Your objective: Render the lines of the data below as a JSON list of strings, one string per line and with blank lines omitted. Begin at the line containing "Each instance of the baby's dark" and stop after the line containing "[[315, 694], [548, 564]]".

Image point annotation entries:
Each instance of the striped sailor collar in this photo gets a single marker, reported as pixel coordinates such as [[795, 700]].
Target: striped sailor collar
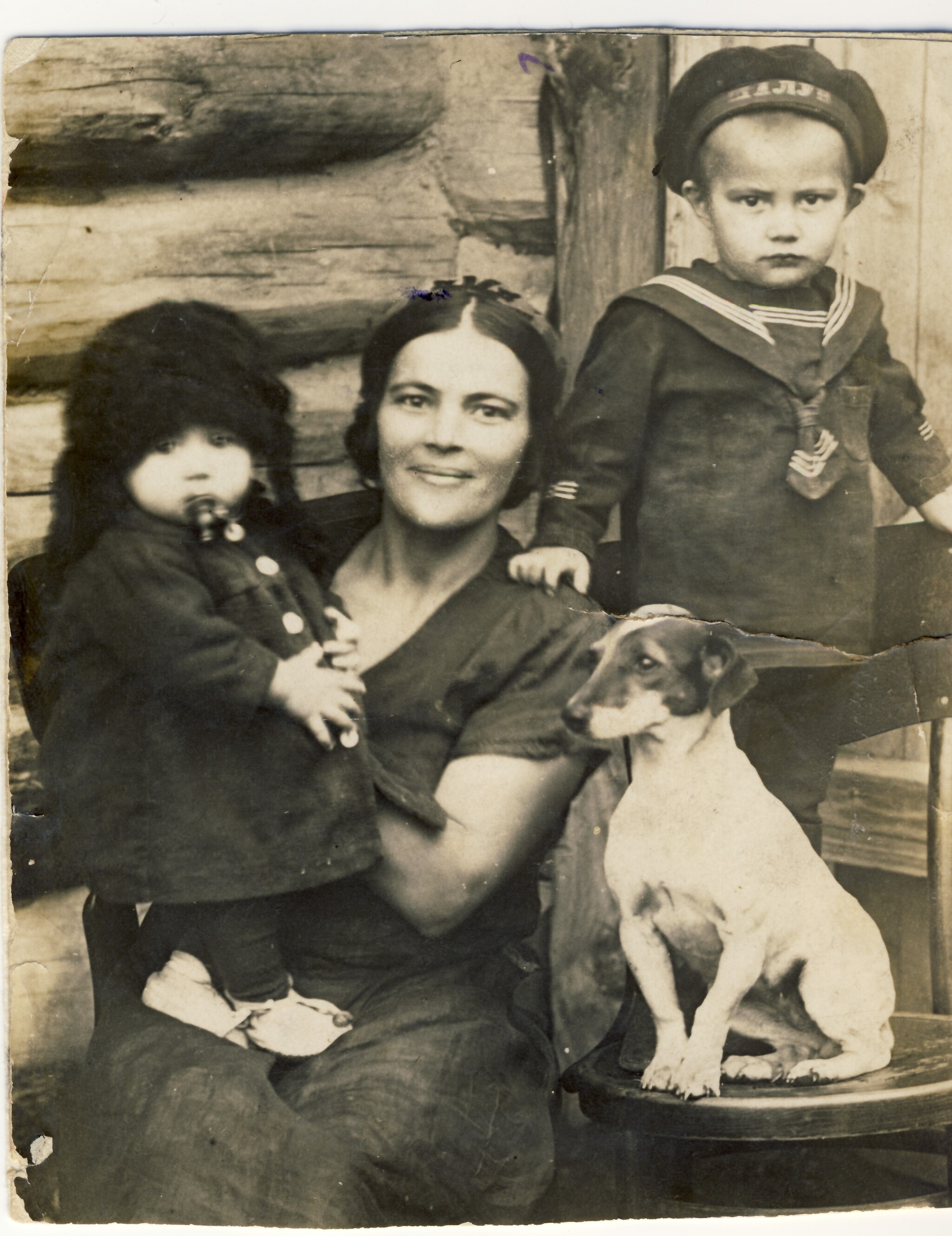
[[738, 317]]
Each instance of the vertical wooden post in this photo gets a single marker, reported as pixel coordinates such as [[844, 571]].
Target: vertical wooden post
[[940, 863], [601, 104]]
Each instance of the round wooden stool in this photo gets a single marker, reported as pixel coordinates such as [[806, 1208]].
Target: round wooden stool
[[660, 1133]]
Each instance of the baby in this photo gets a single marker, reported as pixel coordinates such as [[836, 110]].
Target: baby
[[203, 737], [733, 408]]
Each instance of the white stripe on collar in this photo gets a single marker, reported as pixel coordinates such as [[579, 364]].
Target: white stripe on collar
[[756, 318], [719, 305]]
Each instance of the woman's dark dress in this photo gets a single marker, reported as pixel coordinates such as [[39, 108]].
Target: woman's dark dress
[[436, 1107]]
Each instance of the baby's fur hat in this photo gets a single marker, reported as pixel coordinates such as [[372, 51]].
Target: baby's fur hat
[[159, 371], [789, 78]]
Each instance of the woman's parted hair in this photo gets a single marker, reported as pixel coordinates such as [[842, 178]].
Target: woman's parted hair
[[522, 332], [151, 375]]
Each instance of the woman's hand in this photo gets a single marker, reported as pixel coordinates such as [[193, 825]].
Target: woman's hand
[[315, 694], [501, 809]]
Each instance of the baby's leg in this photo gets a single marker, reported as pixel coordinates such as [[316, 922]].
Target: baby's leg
[[241, 949]]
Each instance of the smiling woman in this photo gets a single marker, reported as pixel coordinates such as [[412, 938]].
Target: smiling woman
[[435, 1107]]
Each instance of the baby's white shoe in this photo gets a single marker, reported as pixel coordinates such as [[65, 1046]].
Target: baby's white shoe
[[183, 989], [296, 1025]]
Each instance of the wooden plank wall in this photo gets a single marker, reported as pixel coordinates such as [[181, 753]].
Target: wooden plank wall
[[225, 170]]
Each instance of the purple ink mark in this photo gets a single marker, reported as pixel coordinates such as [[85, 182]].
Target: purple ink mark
[[423, 294], [526, 59]]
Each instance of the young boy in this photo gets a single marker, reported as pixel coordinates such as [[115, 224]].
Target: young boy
[[733, 408]]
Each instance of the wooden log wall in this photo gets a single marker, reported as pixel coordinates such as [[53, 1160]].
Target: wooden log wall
[[305, 181]]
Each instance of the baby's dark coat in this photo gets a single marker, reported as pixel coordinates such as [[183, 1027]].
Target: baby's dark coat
[[171, 774]]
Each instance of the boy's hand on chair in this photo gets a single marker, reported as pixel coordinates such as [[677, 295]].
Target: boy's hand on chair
[[315, 694], [548, 564]]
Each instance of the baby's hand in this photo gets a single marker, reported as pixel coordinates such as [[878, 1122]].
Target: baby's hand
[[315, 694], [341, 652], [546, 565]]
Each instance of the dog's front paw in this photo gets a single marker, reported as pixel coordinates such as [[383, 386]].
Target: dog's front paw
[[659, 1076], [698, 1076]]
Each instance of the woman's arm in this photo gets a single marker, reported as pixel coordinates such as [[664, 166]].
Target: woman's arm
[[499, 808]]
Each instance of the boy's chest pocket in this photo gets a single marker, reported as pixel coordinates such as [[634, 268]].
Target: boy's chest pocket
[[851, 408]]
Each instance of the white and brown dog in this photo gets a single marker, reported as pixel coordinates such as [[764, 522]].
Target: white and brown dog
[[704, 861]]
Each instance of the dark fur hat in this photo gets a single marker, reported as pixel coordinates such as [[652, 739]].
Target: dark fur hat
[[789, 78], [151, 375]]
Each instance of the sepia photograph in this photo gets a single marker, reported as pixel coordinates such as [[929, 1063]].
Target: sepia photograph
[[479, 570]]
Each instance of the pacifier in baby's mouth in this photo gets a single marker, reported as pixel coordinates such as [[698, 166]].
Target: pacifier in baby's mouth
[[212, 518]]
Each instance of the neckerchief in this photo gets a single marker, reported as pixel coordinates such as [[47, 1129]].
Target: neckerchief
[[802, 337]]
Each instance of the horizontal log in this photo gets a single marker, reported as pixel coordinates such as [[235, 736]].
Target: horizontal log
[[314, 261], [324, 399], [93, 112]]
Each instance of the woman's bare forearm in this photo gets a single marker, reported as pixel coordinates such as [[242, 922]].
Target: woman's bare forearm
[[501, 809]]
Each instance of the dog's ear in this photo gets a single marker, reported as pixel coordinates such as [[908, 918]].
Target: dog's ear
[[727, 673]]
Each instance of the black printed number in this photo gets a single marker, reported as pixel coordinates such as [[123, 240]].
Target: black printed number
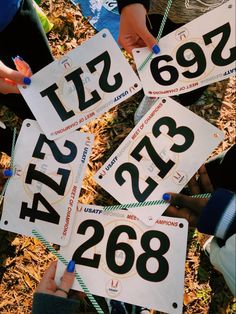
[[163, 166], [106, 83], [95, 239], [191, 55], [114, 246], [34, 212]]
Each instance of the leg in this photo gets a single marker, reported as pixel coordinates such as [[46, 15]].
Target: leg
[[25, 37], [221, 169]]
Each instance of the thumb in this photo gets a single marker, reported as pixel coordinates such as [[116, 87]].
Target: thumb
[[184, 201], [66, 280], [148, 38], [13, 75]]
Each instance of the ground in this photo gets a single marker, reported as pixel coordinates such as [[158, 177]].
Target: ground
[[23, 260]]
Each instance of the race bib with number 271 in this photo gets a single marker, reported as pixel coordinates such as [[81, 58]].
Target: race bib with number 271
[[82, 85]]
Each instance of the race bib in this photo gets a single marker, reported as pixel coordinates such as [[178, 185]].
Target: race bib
[[43, 192], [160, 155], [79, 87], [120, 258], [197, 54]]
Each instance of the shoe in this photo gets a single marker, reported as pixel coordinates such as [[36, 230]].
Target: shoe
[[207, 246]]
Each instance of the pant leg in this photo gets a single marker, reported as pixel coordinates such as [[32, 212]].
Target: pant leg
[[221, 169], [185, 99], [6, 137], [25, 37]]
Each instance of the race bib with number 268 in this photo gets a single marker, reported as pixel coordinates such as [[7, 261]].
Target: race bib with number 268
[[118, 257]]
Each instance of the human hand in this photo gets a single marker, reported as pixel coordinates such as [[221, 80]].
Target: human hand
[[48, 285], [9, 78], [187, 207], [133, 30], [4, 174]]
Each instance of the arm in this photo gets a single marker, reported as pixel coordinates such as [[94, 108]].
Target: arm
[[124, 3], [214, 216], [50, 298], [50, 304], [133, 30], [9, 78]]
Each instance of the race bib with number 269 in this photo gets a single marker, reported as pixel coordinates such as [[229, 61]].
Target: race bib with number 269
[[199, 53]]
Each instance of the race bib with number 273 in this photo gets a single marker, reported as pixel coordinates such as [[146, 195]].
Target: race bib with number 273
[[160, 155]]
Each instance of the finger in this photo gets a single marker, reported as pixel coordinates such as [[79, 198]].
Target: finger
[[48, 279], [22, 66], [205, 180], [13, 75], [184, 201], [194, 186], [8, 87], [5, 173], [149, 40], [51, 271], [185, 213], [67, 280]]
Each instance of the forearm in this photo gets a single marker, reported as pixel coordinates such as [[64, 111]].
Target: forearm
[[218, 218], [124, 3]]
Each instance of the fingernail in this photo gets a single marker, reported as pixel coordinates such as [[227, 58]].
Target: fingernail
[[26, 80], [20, 58], [7, 172], [156, 49], [166, 197], [71, 267]]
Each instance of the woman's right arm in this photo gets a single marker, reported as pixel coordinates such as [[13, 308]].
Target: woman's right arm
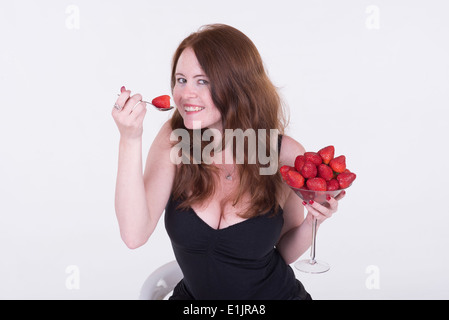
[[140, 198]]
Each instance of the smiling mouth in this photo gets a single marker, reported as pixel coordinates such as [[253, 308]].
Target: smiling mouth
[[192, 108]]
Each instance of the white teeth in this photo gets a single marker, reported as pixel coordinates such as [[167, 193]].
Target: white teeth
[[189, 109]]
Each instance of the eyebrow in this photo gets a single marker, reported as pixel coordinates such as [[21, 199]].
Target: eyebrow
[[197, 76]]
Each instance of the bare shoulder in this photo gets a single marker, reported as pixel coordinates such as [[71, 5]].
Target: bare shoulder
[[290, 149]]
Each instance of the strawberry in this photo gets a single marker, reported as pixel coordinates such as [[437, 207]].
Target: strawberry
[[299, 162], [325, 172], [332, 185], [308, 170], [313, 157], [327, 154], [283, 170], [345, 179], [338, 164], [161, 102], [295, 179], [316, 184]]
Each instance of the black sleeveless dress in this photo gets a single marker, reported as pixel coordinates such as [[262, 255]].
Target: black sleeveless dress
[[239, 262]]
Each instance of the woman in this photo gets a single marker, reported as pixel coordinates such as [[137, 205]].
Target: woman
[[233, 230]]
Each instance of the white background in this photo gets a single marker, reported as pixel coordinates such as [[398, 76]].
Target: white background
[[369, 77]]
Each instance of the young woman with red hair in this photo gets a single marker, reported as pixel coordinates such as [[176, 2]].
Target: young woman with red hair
[[234, 231]]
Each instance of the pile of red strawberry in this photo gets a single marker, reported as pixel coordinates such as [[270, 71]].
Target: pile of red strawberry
[[318, 171]]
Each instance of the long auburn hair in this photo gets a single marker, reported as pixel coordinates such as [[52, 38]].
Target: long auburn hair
[[246, 99]]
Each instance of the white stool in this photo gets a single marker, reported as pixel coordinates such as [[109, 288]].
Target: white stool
[[161, 282]]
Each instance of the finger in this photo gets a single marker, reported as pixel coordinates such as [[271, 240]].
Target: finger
[[341, 195], [138, 109], [132, 102], [321, 208], [123, 97], [315, 213], [332, 203]]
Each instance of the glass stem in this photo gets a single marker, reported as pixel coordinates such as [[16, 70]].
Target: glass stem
[[312, 249]]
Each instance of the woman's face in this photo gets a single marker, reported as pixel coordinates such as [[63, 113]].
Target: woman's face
[[192, 94]]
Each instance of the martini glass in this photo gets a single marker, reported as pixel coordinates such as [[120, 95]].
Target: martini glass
[[312, 265]]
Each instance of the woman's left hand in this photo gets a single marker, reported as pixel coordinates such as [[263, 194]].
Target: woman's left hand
[[322, 211]]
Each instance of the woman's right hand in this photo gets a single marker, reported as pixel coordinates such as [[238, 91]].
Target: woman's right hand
[[129, 119]]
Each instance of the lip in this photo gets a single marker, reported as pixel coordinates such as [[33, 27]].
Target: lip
[[193, 106]]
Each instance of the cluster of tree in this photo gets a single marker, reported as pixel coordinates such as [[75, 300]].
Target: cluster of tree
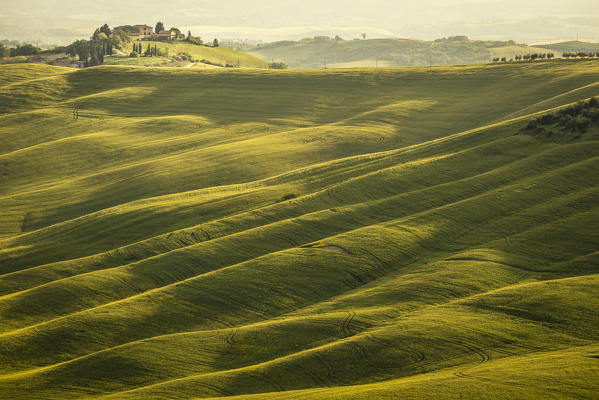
[[280, 65], [227, 65], [193, 39], [102, 43], [535, 56], [581, 54], [20, 50], [527, 57], [189, 38], [576, 119]]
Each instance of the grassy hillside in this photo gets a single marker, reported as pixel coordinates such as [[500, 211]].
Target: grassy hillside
[[310, 53], [338, 234], [171, 51], [218, 55]]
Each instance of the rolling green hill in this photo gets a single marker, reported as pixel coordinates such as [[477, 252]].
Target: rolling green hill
[[321, 234], [310, 53], [571, 46], [215, 55]]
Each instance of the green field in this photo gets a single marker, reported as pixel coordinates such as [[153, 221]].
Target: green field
[[218, 55], [320, 234], [386, 52]]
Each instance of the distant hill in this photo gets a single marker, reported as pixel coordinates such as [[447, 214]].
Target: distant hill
[[316, 53], [573, 45]]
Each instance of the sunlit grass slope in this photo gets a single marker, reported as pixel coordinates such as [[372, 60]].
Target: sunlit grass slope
[[216, 55], [356, 234]]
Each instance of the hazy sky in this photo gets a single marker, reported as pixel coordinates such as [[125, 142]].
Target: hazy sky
[[522, 20]]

Exercise output:
[
  "Each instance of the baby's dark coat in this photo gets a single marker, reported as pixel coordinates such as [[183, 1027]].",
  "Target: baby's dark coat",
  "[[171, 774]]",
  "Each instance of the boy's hand on chair in this photo gets a single marker, reported as pixel coordinates such as [[677, 295]].",
  "Target: boy's hand on chair",
  "[[315, 694], [548, 564]]"
]